▶ [Work to complete] Beginning at the line that includes "Target: weathered concrete edge", print each remaining line of the data word for word. Output nothing else.

━━━━━ Dataset extract

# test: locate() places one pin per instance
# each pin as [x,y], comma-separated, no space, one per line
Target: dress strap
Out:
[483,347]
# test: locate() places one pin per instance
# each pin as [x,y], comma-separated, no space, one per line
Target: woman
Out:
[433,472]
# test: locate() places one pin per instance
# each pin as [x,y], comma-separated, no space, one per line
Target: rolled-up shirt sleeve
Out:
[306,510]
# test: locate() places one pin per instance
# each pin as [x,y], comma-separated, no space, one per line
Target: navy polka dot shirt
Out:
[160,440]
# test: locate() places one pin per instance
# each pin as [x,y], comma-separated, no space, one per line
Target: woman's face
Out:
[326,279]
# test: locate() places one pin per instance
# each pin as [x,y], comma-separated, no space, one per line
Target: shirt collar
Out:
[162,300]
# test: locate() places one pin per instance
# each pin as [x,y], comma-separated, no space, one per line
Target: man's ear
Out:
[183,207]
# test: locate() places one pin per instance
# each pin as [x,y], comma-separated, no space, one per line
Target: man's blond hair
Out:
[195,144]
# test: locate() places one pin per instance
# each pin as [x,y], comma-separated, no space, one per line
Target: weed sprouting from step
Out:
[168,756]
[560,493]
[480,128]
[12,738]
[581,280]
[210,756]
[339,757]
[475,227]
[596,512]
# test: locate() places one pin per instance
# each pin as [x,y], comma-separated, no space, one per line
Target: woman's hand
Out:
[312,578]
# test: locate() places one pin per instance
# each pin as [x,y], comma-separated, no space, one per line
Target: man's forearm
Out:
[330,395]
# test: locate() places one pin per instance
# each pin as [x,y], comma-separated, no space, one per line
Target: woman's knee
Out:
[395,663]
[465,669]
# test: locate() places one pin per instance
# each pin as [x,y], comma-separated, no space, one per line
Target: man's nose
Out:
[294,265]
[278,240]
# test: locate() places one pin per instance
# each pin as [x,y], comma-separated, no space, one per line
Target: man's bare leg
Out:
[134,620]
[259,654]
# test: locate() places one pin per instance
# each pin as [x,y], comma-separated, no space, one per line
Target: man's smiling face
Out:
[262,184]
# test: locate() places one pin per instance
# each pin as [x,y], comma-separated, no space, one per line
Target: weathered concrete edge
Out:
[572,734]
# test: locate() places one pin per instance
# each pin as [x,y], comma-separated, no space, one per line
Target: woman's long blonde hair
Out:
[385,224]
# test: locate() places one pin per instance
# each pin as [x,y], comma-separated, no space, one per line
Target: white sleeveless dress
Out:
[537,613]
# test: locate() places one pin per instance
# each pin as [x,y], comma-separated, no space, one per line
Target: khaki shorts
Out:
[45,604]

━━━━━━━━━━

▶ [Task output]
Target: weathered concrete edge
Out:
[572,734]
# test: locate() places one pin per instance
# each pin as [x,y], comma-separated, no space, one per line
Target: woman's long blonde hair
Out:
[385,224]
# test: locate() places one pin per instance
# each pin as [x,y], comma-separated, no space, one per line
Target: white sleeveless dress
Out:
[537,613]
# test: locate() places one pin per instance
# each pin as [x,y], comma-separated, no space, one per line
Target: khaki shorts
Out:
[45,604]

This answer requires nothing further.